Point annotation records
========================================================================
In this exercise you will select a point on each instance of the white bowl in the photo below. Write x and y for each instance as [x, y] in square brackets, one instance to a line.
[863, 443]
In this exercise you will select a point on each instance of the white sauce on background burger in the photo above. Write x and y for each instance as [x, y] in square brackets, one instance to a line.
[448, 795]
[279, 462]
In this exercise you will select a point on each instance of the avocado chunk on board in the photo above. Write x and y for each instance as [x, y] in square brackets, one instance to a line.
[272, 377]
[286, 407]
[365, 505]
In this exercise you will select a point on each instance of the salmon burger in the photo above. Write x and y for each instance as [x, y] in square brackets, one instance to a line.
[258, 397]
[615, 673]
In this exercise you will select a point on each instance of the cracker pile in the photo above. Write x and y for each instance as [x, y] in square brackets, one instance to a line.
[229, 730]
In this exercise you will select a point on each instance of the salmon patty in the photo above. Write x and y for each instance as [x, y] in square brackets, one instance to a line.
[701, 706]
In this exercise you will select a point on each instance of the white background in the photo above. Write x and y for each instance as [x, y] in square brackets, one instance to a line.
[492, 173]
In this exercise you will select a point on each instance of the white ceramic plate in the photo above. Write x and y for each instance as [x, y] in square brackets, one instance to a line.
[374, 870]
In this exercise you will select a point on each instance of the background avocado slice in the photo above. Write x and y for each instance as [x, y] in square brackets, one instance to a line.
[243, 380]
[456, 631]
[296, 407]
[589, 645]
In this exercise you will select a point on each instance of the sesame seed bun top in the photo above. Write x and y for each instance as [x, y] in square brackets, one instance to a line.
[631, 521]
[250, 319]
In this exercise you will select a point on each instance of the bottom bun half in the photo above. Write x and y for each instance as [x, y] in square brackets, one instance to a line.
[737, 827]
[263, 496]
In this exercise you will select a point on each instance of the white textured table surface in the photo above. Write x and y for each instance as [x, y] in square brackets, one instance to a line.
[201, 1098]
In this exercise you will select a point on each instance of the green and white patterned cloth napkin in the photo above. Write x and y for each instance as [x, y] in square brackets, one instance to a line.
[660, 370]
========================================================================
Provide an exact reproduction of all the entries shown above.

▶ Answer to this problem
In this exercise you will select a point on each instance of the white bowl in the photo below. Write x and y for each instance as [x, y] in square brackets, one instance to a line.
[863, 443]
In this exercise you will select a point on each instance of the white sauce on background burger in the photo above. Write x and y for each instance as [x, y] in square brackets, one instance to a line.
[448, 795]
[279, 462]
In this exercise you will select a point on each instance of the avocado chunk on board in the photo above. Write x and y for each instance as [x, y] in square brackets, one instance to a line.
[272, 377]
[286, 407]
[365, 505]
In this exercise you will select a point on each instance of the salmon burger in the photo above. Write x and y for each instance as [x, y] in square brackets, one instance to a line.
[258, 397]
[615, 673]
In this exercise you will select a point on each instance of the cracker pile in the photo above. Write x and y for each instance as [x, y] in square brackets, one instance to a line.
[229, 730]
In this exercise you will select a point on each instance of the salmon patty in the photo above. Write x and y for each instance as [x, y] in square brackets, one instance to a line.
[701, 706]
In this exercise you will select a point on each instance of the white background in the photo above. Write x and y for each instance as [x, y] in square brackets, one instance to a line.
[492, 173]
In this exercise you will select a point on each instance of the white ceramic plate in the photo above. Write x and y for each instance as [x, y] in square brackets, one instance to a line.
[374, 870]
In this exercise you will select a point on each instance of the background avocado slice in the photo above. Write x and y for each instance as [x, y] in square brackets, one instance to a line.
[243, 380]
[456, 631]
[296, 407]
[589, 645]
In this exercise you will select a point on each instance of the sesame seed bun top in the photo above. Write x and y for each instance as [x, y] in square brackets, one instance to a line.
[631, 521]
[250, 319]
In this exercise you will select a point on each instance of the bottom bun half in the photo above. Write x and y for each instance as [x, y] in square brackets, one instance to a line.
[737, 827]
[263, 496]
In this exercise you will select a point on each instance of the white textured table surface in the photo above. Write x and y for each instance as [x, y] in square brackets, one instance to a line.
[201, 1098]
In this exercise you will select a point on each instance of the green and white patterned cloth napkin in the photo above. Write x and y for each instance as [x, y] in square brackets, one instance to a line.
[660, 370]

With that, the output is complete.